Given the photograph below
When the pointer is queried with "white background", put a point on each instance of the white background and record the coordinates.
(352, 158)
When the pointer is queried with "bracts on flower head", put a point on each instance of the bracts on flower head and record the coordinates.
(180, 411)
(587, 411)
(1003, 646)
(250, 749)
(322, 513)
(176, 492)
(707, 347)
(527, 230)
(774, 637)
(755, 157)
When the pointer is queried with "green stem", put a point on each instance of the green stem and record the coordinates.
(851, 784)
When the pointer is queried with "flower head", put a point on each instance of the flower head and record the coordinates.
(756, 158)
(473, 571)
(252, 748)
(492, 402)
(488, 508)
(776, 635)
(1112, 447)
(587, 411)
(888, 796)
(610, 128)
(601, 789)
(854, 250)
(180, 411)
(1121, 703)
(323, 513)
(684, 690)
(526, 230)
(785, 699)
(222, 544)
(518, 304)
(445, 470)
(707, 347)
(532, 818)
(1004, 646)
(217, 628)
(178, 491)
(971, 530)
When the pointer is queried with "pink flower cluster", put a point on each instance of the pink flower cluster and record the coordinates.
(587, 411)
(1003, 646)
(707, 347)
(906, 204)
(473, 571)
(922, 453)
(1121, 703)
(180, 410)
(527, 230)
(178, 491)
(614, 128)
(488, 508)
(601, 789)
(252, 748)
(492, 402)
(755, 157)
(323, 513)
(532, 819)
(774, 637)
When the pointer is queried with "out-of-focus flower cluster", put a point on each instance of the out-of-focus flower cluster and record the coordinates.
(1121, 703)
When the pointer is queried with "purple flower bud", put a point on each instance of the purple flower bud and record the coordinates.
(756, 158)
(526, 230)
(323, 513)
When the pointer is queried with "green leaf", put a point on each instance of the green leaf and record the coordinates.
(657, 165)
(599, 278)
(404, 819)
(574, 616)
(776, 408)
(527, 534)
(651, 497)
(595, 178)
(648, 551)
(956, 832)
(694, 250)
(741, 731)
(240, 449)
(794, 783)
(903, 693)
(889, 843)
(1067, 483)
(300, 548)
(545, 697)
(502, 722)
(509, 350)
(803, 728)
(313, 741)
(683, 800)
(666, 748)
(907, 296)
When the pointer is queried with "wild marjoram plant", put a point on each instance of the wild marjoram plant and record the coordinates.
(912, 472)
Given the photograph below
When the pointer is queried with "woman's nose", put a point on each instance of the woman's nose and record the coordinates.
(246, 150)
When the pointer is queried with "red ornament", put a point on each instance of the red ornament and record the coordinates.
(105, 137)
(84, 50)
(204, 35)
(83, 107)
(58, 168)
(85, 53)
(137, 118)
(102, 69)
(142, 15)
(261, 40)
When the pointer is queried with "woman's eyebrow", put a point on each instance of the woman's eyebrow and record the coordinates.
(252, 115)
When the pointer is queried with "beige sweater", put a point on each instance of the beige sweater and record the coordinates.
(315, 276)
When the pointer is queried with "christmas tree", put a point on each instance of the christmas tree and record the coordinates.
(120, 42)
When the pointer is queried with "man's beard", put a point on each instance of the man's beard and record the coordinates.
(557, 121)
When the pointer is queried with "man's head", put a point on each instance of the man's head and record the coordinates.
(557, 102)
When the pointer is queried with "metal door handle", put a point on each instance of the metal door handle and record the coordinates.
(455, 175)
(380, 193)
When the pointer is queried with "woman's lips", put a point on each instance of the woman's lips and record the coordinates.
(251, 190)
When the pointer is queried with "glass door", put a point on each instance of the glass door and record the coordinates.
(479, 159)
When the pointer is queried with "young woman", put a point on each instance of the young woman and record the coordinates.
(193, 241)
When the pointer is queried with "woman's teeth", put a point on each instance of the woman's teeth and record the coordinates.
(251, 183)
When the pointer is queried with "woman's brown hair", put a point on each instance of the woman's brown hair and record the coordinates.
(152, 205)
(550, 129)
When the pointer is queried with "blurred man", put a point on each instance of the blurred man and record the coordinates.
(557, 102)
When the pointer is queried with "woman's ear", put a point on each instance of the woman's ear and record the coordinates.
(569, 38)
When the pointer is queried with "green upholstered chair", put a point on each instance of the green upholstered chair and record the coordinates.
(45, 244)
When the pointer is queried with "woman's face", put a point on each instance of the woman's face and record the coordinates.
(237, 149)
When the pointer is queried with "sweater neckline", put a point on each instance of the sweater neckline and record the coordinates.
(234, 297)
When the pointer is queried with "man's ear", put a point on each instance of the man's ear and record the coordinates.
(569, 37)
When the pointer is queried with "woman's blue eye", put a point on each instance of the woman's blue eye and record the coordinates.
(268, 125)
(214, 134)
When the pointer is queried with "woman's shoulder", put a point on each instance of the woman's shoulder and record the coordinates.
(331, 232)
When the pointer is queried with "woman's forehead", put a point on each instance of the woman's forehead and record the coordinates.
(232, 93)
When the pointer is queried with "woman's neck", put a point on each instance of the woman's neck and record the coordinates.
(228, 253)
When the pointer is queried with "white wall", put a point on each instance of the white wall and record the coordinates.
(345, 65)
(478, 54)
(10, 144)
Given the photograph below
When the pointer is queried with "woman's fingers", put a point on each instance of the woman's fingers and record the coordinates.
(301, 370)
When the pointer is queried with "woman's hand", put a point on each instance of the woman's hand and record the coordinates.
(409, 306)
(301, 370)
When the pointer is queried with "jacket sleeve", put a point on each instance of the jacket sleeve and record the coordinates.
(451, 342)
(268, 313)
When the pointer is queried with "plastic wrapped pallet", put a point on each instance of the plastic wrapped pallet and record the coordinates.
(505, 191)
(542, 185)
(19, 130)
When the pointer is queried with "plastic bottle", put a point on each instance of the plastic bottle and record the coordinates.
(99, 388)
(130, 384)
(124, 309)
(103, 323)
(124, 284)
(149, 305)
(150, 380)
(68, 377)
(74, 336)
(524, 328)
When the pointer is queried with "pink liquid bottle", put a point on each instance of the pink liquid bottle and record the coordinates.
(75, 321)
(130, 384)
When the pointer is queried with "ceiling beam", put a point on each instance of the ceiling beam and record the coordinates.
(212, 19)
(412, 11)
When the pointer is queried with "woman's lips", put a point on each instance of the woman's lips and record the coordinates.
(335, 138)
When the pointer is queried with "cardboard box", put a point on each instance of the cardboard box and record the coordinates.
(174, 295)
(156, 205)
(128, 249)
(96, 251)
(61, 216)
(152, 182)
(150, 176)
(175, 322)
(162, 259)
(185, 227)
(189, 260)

==================================================

EXERCISE REQUIREMENTS >>
Restate the listing in full, word for word.

ANSWER TO THE PROBLEM >>
Given the photograph below
When the pointer is queried with "white background", put a point on each instance of the white background and record the coordinates.
(352, 158)
When the pointer is queried with "bracts on flower head", put a point on each instance of the bracts on flower head and record the coordinates.
(180, 411)
(587, 411)
(1003, 646)
(250, 749)
(322, 513)
(176, 492)
(707, 347)
(527, 230)
(774, 637)
(755, 157)
When the pointer is queried with "green stem", put a point on each instance of the green stem and record the coordinates.
(851, 784)
When the pointer is queried with "flower head", put a point on each instance of the flower head and record the coordinates.
(756, 158)
(473, 571)
(252, 748)
(492, 402)
(488, 508)
(776, 635)
(1112, 447)
(587, 411)
(888, 796)
(610, 128)
(601, 789)
(854, 250)
(180, 411)
(1121, 703)
(323, 513)
(684, 690)
(526, 230)
(785, 699)
(222, 544)
(518, 304)
(445, 470)
(707, 347)
(532, 818)
(1004, 646)
(217, 628)
(178, 491)
(971, 530)
When the pointer is queried with "pink flower cluster", put a point on each instance of the pink flower cluster and record the coordinates.
(587, 411)
(1003, 646)
(707, 347)
(906, 204)
(473, 571)
(922, 453)
(1121, 703)
(180, 410)
(527, 230)
(178, 491)
(614, 128)
(488, 508)
(601, 789)
(252, 748)
(492, 402)
(755, 157)
(323, 513)
(532, 819)
(774, 637)
When the pointer is queried with "out-of-focus flower cluster", put a point on each instance of the out-of-focus flower cluster and record the coordinates.
(1121, 703)
When the pointer is queried with "purple flower bud", put a point on each instance of the purple flower bud and record the coordinates.
(756, 158)
(526, 230)
(323, 513)
When the pointer is queried with "green leaf", put a point on each instance of the green leaf and record the coordinates.
(657, 165)
(599, 278)
(404, 819)
(574, 616)
(776, 408)
(527, 534)
(651, 497)
(595, 178)
(648, 551)
(956, 832)
(694, 250)
(741, 731)
(240, 449)
(794, 783)
(903, 693)
(889, 843)
(1067, 483)
(300, 548)
(545, 697)
(502, 722)
(509, 350)
(803, 728)
(313, 741)
(683, 800)
(666, 748)
(907, 296)
When the pointer is queried with "wild marjoram plant", put a point on each instance of the wild marjoram plant and record the coordinates.
(912, 472)
Given the photograph below
When the pointer is queried with "woman's nose", put a point on each instance of the woman's nose and record the coordinates.
(246, 150)
When the pointer is queried with "red ornament", put a point on each instance of the red ornament and record the coordinates.
(105, 137)
(84, 50)
(204, 35)
(83, 107)
(58, 168)
(85, 53)
(137, 118)
(102, 69)
(142, 15)
(261, 40)
When the pointer is queried with "woman's eyebrow", put a point on each instance of the woman's eyebrow and record the coordinates.
(252, 115)
When the pointer is queried with "beige sweater", put a point on each instance of the beige sweater and record the coordinates.
(315, 276)
When the pointer is queried with "christmas tree", put a point on each instance of the christmas tree and record the coordinates.
(120, 42)
When the pointer is queried with "man's beard", put a point on each instance of the man's beard and record the coordinates.
(557, 121)
When the pointer is queried with "man's head", put a point on each instance of the man's head and record the coordinates.
(557, 102)
When the pointer is queried with "metal door handle", put a point on each instance of the metal door handle and record the coordinates.
(455, 175)
(380, 193)
When the pointer is queried with "woman's lips", put a point on each instance of the woman's lips and record the coordinates.
(251, 190)
When the pointer is queried with "glass door", put a point on each instance of the glass door and record the coordinates.
(479, 159)
When the pointer is queried with "young woman", put a point on each instance of the young woman and record the coordinates.
(193, 241)
When the pointer is queried with "woman's teeth", put a point on each instance of the woman's teeth and record the coordinates.
(251, 183)
When the pointer is queried with "woman's brown hair", put a point on each instance of the woman's brown hair and record the coordinates.
(152, 205)
(550, 129)
When the pointer is queried with "blurred man", put a point on each instance of the blurred man and record the coordinates.
(557, 102)
When the pointer is queried with "woman's ear", put a point on each instance of the woman's ear and record the coordinates.
(569, 38)
When the pointer is queried with "green upholstered chair", put a point on each instance of the green upholstered chair and record the coordinates.
(45, 244)
When the pointer is queried with "woman's face", put a point on each instance of the woman's face and record the coordinates.
(237, 149)
When the pointer is queried with "sweater neckline", put a point on each instance of the sweater neckline and record the coordinates.
(234, 297)
When the pointer is queried with "man's ear", put a point on each instance of the man's ear and record the coordinates.
(569, 37)
When the pointer is queried with "woman's blue eye", put a point on each instance of the woman's blue eye and record the coordinates.
(268, 125)
(214, 134)
When the pointer is queried with "woman's shoulder", put a point on each instance of the woman's shoulder and record the coordinates.
(331, 232)
When the pointer is queried with "woman's forehead", put a point on each instance of the woman's forehead and record the coordinates.
(232, 93)
When the pointer is queried with "woman's neck", put a point on each instance of the woman's neck and record the coordinates.
(228, 253)
When the pointer is queried with "white wall", put a point on each instance of the white wall and record the coordinates.
(345, 65)
(478, 54)
(10, 144)
Given the photograph below
When the pointer is queried with "woman's fingers", put a point on each instance of the woman's fingers and record the coordinates.
(301, 370)
When the pointer is queried with "woman's hand", put a point on each instance of the woman's hand and record the coordinates.
(409, 306)
(301, 370)
When the pointer is queried with "jacket sleeve", put a point on each instance of the jacket sleeve and record the coordinates.
(451, 342)
(268, 313)
When the pointer is queried with "plastic wrapped pallet", put a point on each instance of the plastic wrapped pallet and record the coordinates.
(505, 191)
(542, 185)
(19, 130)
When the pointer is queried with "plastic bottle", put a point on each instance of the plastic bottle and record the coordinates.
(99, 388)
(130, 384)
(124, 309)
(103, 323)
(124, 284)
(149, 305)
(150, 380)
(68, 377)
(74, 336)
(524, 328)
When the pointer is queried with "pink liquid bottle", put a point on each instance of the pink liquid bottle and record the coordinates.
(75, 321)
(130, 384)
When the pointer is queried with "ceiling beam", put a point on each instance of the ceiling beam and record the coordinates.
(212, 19)
(412, 11)
When the pointer is queried with "woman's lips", put a point on each instance of the woman's lips and record the coordinates.
(335, 138)
When the pointer is queried with "cardboard box", put a point on each instance of the cardboard box and record the coordinates.
(174, 295)
(156, 205)
(128, 249)
(96, 251)
(61, 216)
(152, 182)
(150, 176)
(175, 322)
(162, 259)
(185, 227)
(189, 260)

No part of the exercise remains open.